### Entries supplied
#####

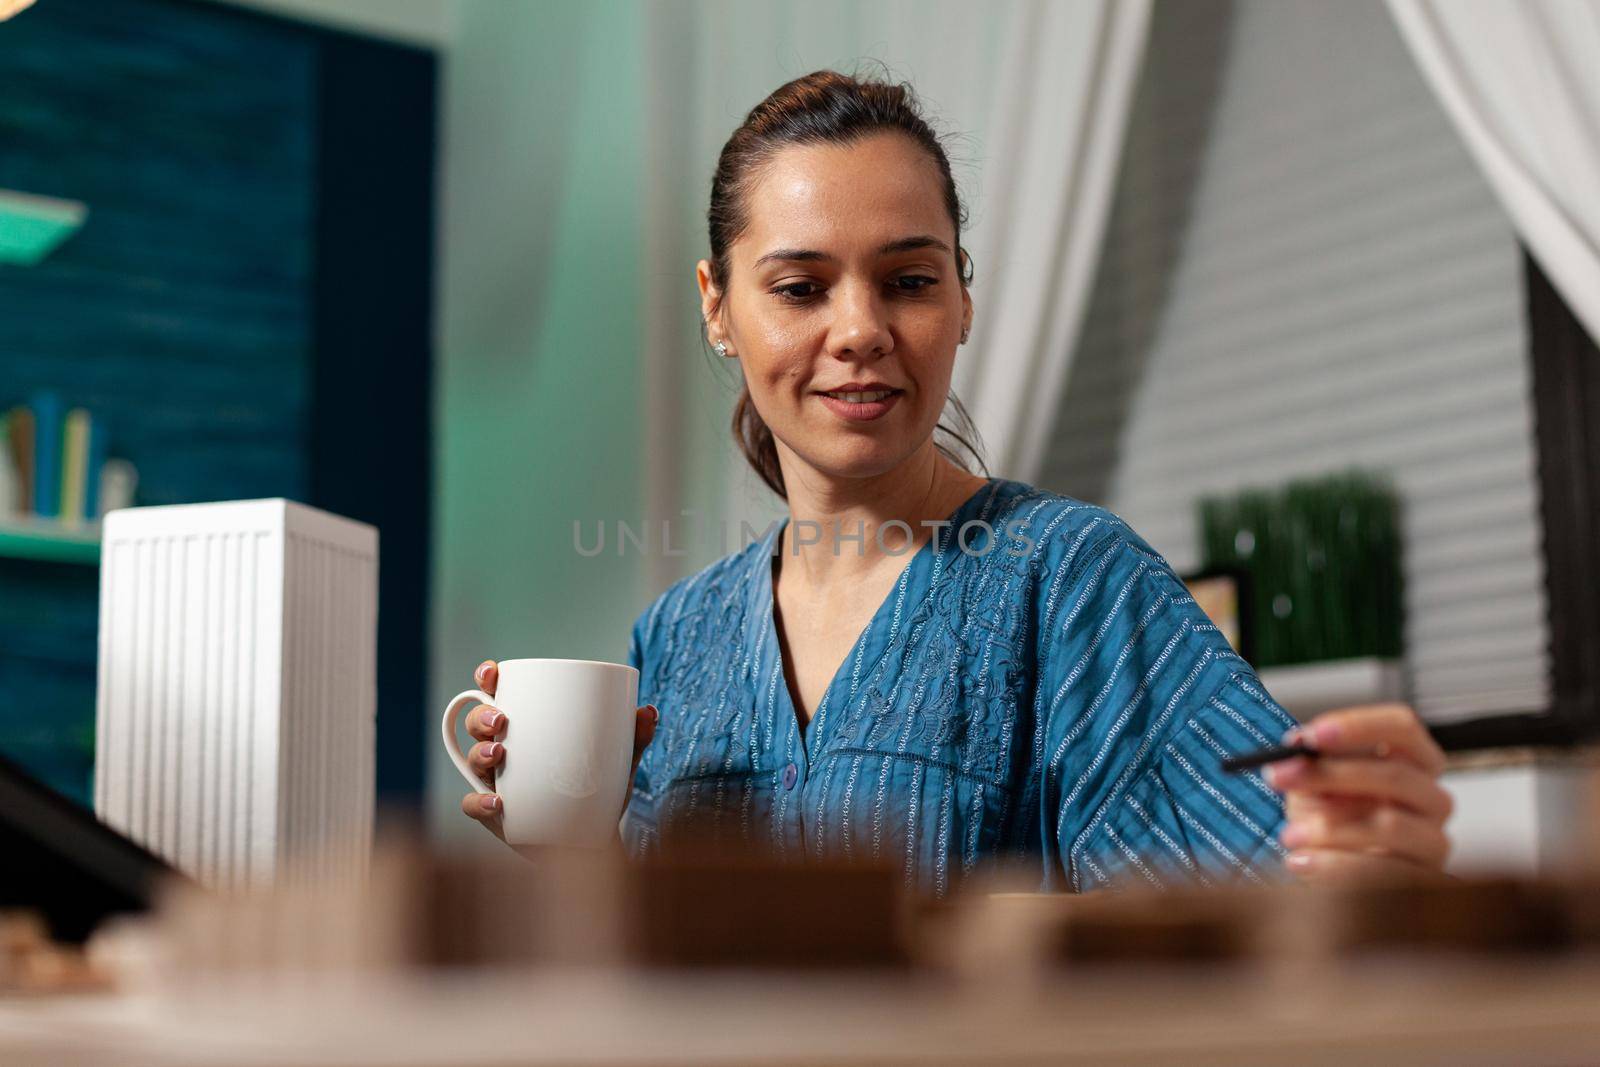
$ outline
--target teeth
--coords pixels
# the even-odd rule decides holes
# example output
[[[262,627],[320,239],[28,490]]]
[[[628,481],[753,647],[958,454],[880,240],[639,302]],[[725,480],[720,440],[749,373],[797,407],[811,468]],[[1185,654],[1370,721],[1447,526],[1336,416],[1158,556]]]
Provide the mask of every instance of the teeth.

#####

### Activity
Your answer must be every line from the entries that contains the string "teeth", copied as it stands.

### Task output
--target teeth
Provide the mask of every instance of the teeth.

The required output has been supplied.